## Dataset records
▶
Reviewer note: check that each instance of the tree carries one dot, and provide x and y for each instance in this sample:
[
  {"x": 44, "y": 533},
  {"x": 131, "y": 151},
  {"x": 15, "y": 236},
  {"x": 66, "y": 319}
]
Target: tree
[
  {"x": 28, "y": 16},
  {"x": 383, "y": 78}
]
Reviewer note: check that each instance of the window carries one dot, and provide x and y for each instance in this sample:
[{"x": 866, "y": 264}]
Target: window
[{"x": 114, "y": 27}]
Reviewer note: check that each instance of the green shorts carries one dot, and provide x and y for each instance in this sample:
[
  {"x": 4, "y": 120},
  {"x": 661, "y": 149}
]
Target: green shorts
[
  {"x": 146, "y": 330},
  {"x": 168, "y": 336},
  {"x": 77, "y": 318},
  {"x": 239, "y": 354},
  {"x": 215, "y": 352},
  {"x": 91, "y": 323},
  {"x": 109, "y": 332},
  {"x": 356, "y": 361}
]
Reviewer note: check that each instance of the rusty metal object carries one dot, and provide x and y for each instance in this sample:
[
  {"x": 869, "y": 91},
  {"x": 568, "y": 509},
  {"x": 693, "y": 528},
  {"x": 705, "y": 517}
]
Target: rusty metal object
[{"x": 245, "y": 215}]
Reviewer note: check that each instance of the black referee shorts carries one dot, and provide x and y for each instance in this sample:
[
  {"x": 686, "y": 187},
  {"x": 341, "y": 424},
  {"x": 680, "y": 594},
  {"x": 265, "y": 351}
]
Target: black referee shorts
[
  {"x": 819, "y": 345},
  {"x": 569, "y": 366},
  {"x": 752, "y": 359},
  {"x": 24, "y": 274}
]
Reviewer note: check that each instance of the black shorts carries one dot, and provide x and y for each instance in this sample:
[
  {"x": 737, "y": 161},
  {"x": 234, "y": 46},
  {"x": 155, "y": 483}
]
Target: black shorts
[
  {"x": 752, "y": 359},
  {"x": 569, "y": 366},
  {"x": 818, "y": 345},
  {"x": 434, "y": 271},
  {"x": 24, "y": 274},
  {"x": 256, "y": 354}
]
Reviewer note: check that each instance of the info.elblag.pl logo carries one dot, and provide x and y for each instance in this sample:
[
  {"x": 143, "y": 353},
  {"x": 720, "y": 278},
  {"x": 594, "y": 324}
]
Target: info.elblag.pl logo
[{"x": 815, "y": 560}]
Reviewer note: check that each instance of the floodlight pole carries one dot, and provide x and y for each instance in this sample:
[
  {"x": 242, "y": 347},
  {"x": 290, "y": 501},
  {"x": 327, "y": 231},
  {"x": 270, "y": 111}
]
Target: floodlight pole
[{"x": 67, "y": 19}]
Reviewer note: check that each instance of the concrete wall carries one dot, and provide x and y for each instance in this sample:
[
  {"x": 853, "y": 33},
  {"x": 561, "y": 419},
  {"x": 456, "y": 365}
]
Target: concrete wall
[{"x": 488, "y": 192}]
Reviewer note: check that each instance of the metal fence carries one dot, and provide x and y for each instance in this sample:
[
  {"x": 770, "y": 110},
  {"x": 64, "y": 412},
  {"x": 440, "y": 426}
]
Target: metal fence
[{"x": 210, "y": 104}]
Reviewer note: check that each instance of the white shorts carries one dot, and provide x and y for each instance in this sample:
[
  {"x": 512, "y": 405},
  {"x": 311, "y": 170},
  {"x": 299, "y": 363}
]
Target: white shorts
◀
## Exercise brief
Copy every record exactly as presented.

## Solution to the exercise
Reviewer note: check that each instance of the tree carries one dot, and provide x and y for each instance in this sample:
[
  {"x": 44, "y": 533},
  {"x": 131, "y": 151},
  {"x": 15, "y": 236},
  {"x": 66, "y": 319}
]
Target: tree
[
  {"x": 28, "y": 16},
  {"x": 383, "y": 78}
]
Reviewer note: check that each instance of the window carries one dot, and provide x and y for each instance in this sample:
[{"x": 866, "y": 264}]
Target: window
[{"x": 114, "y": 27}]
Reviewer note: check that each instance of the green shorts carries one dot, and provide x and y for each instance in this sample:
[
  {"x": 4, "y": 120},
  {"x": 661, "y": 149}
]
Target: green shorts
[
  {"x": 146, "y": 330},
  {"x": 168, "y": 336},
  {"x": 77, "y": 318},
  {"x": 239, "y": 354},
  {"x": 215, "y": 352},
  {"x": 91, "y": 323},
  {"x": 109, "y": 332},
  {"x": 356, "y": 361}
]
Reviewer note: check that each instance of the rusty metal object carries one dot, and provide x and y for each instance in this sample:
[
  {"x": 869, "y": 91},
  {"x": 568, "y": 509},
  {"x": 693, "y": 528},
  {"x": 705, "y": 517}
]
Target: rusty metal object
[{"x": 245, "y": 215}]
Reviewer note: check that each instance of the black referee shorts carries one dot, and provide x and y for each instance in this sample:
[
  {"x": 686, "y": 187},
  {"x": 341, "y": 424},
  {"x": 680, "y": 594},
  {"x": 265, "y": 351}
]
Target: black referee shorts
[
  {"x": 819, "y": 345},
  {"x": 569, "y": 366},
  {"x": 752, "y": 359},
  {"x": 24, "y": 274}
]
Reviewer note: check that each instance of the black shorts carries one dot, and provide x and y for each instance in this sample:
[
  {"x": 737, "y": 161},
  {"x": 234, "y": 46},
  {"x": 155, "y": 483}
]
Target: black shorts
[
  {"x": 752, "y": 359},
  {"x": 569, "y": 366},
  {"x": 818, "y": 345},
  {"x": 434, "y": 271},
  {"x": 24, "y": 274},
  {"x": 256, "y": 354}
]
Reviewer note: check that each instance of the info.elblag.pl logo carries one dot, and provide x and y for each instance in this sample:
[
  {"x": 143, "y": 353},
  {"x": 720, "y": 278},
  {"x": 594, "y": 324}
]
Target: info.elblag.pl logo
[{"x": 815, "y": 560}]
Reviewer note: check that each instance of the floodlight pole carries one dot, and provide x and y for each instance in this sample:
[
  {"x": 242, "y": 347},
  {"x": 290, "y": 501},
  {"x": 327, "y": 231},
  {"x": 270, "y": 111}
]
Target: floodlight pole
[{"x": 67, "y": 19}]
Reviewer note: check that each instance of the concrete wall carries one dot, and provide x and y for each instance in this sample:
[
  {"x": 853, "y": 33},
  {"x": 561, "y": 419},
  {"x": 456, "y": 365}
]
Target: concrete wall
[{"x": 488, "y": 192}]
Reviewer note: check that each instance of the metal fence carries one dot, and provide x and y for each instance in this sample:
[
  {"x": 770, "y": 110},
  {"x": 64, "y": 412},
  {"x": 440, "y": 426}
]
Target: metal fence
[{"x": 210, "y": 104}]
Reviewer note: check that each instance of the white shorts carries one dot, and provide x and y for each instance in this sample:
[
  {"x": 512, "y": 405},
  {"x": 311, "y": 170},
  {"x": 299, "y": 363}
]
Target: white shorts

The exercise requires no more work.